***** Data
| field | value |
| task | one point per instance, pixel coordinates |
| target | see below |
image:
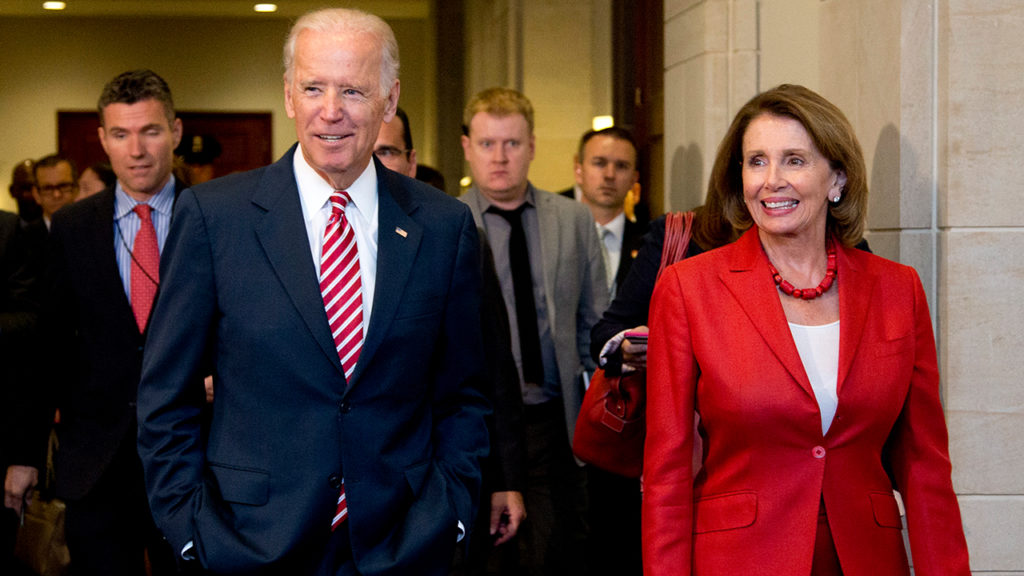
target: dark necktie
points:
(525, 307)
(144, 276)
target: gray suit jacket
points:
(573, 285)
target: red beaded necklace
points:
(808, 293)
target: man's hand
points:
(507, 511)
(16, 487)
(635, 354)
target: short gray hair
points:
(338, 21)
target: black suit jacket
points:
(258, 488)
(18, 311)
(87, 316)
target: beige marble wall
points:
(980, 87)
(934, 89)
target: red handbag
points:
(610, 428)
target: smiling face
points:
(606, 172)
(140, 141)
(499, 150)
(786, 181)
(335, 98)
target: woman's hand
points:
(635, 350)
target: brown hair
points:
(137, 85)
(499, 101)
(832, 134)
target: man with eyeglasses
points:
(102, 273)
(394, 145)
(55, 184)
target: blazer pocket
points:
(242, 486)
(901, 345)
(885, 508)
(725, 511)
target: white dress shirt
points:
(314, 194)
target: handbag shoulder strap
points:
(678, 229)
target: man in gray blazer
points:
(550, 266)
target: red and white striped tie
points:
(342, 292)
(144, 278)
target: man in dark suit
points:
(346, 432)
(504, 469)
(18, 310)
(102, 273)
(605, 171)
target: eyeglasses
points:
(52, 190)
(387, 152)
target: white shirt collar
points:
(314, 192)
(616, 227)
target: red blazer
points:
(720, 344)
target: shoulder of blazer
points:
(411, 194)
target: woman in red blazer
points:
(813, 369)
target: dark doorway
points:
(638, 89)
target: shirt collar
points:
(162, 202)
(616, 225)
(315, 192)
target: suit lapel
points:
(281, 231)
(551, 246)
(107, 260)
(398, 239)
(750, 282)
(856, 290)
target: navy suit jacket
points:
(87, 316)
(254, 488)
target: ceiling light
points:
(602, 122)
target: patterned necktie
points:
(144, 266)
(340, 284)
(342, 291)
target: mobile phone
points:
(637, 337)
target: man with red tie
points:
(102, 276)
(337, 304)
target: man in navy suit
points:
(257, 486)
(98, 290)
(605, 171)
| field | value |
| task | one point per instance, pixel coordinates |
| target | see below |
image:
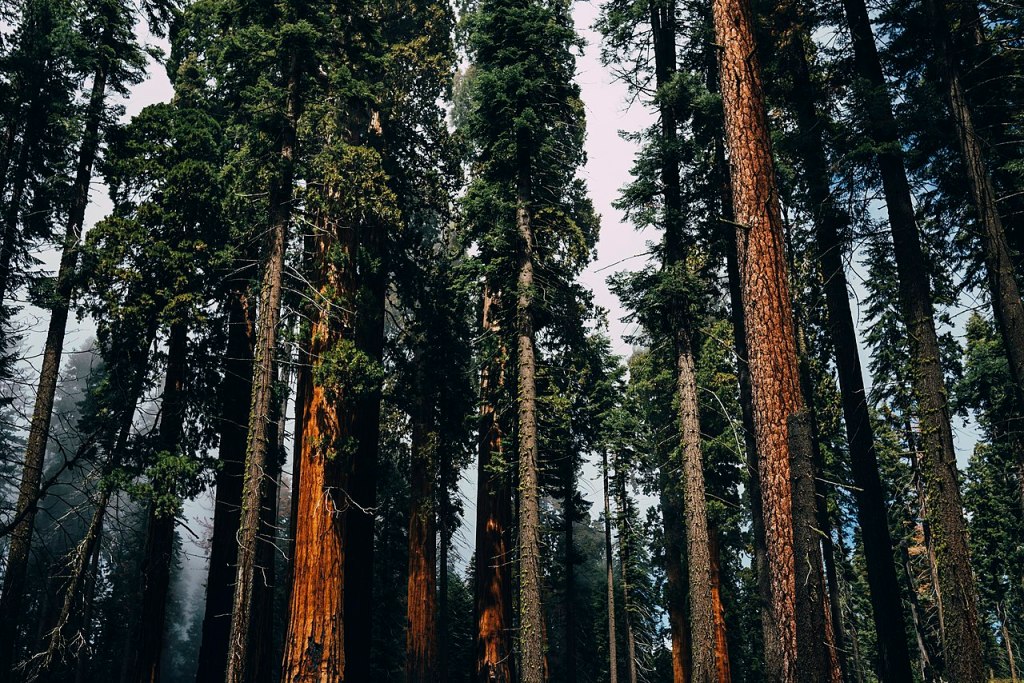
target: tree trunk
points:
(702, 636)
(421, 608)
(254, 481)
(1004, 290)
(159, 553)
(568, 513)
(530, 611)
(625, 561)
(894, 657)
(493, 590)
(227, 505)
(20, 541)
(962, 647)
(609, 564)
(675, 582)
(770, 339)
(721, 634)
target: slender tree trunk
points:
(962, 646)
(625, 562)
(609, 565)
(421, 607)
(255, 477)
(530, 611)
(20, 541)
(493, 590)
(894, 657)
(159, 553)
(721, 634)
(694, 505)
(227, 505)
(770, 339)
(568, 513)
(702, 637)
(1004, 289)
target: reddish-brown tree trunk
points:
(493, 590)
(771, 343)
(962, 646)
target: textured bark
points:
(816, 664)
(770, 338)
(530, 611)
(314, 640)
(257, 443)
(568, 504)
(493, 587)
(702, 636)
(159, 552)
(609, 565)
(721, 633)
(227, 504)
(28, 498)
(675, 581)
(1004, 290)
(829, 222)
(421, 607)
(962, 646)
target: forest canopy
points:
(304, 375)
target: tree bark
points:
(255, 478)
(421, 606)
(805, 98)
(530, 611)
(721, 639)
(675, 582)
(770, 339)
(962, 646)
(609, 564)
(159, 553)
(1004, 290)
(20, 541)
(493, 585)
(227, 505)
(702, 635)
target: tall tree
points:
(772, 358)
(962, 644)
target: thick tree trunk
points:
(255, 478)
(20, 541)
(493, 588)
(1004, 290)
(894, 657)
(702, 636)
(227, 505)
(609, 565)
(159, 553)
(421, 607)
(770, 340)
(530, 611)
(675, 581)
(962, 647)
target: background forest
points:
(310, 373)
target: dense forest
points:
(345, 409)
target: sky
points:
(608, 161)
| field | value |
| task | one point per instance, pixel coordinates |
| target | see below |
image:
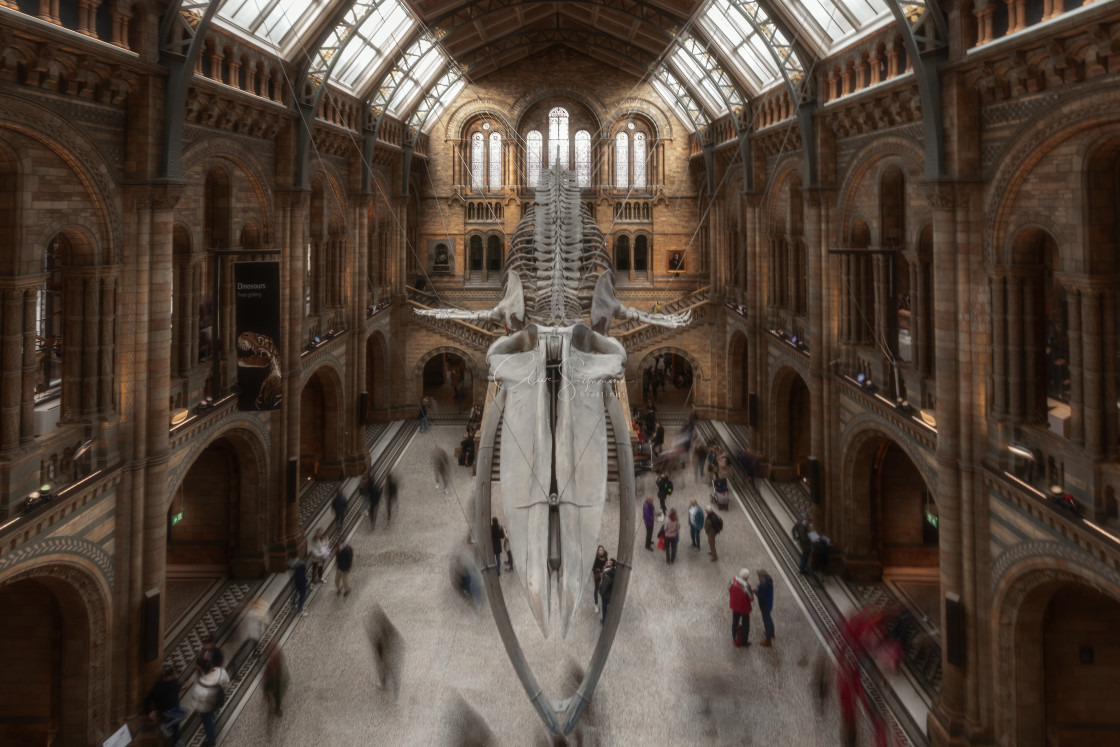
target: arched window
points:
**********
Task statement:
Print exactly the span of lines that begins with the line containing "target: navy suit jacket" and ends with the last line of the listing, with no pictures.

Task solution:
target: navy suit jacket
points:
(87, 316)
(254, 488)
target: ceiling light
points:
(602, 122)
target: patterned necktie
points:
(144, 266)
(340, 284)
(342, 291)
target: mobile phone
points:
(637, 337)
target: man with red tie
points:
(102, 276)
(337, 304)
target: man in navy suit
points:
(257, 486)
(98, 290)
(605, 171)
| field | value |
| task | one point per instance, pixel coordinates |
| target | see below |
image:
target: tree trunk
points:
(702, 636)
(421, 608)
(254, 481)
(1004, 290)
(159, 553)
(568, 513)
(530, 611)
(625, 561)
(894, 657)
(493, 590)
(227, 505)
(20, 541)
(962, 647)
(609, 564)
(675, 582)
(770, 339)
(721, 634)
target: slender tree trunk
points:
(962, 646)
(625, 562)
(609, 565)
(421, 607)
(255, 477)
(530, 611)
(20, 541)
(493, 590)
(894, 657)
(159, 553)
(721, 634)
(694, 505)
(227, 505)
(770, 339)
(568, 513)
(702, 637)
(1004, 289)
target: reddish-brown tree trunk
points:
(493, 590)
(771, 343)
(962, 646)
target: textured bark
points:
(816, 664)
(770, 338)
(530, 611)
(314, 640)
(257, 443)
(568, 504)
(493, 587)
(702, 636)
(159, 552)
(609, 565)
(721, 633)
(227, 504)
(28, 498)
(675, 581)
(1004, 290)
(829, 222)
(421, 607)
(962, 646)
target: forest canopy
points:
(304, 375)
target: tree bark
points:
(255, 478)
(421, 606)
(805, 98)
(530, 611)
(721, 639)
(675, 582)
(770, 339)
(962, 646)
(609, 564)
(159, 553)
(1004, 290)
(20, 541)
(493, 585)
(227, 505)
(702, 635)
target: tall tree
points:
(772, 358)
(962, 644)
target: thick tree trunk
points:
(255, 478)
(20, 541)
(493, 588)
(1004, 290)
(894, 657)
(702, 636)
(227, 505)
(609, 565)
(159, 553)
(421, 607)
(770, 340)
(530, 611)
(675, 581)
(962, 647)
target: background forest
points:
(310, 373)
target: dense forest
points:
(345, 409)
target: sky
points:
(608, 161)
| field | value |
| task | one point per instance, pixel coordinates |
| target | see below |
image:
target: arched window
points:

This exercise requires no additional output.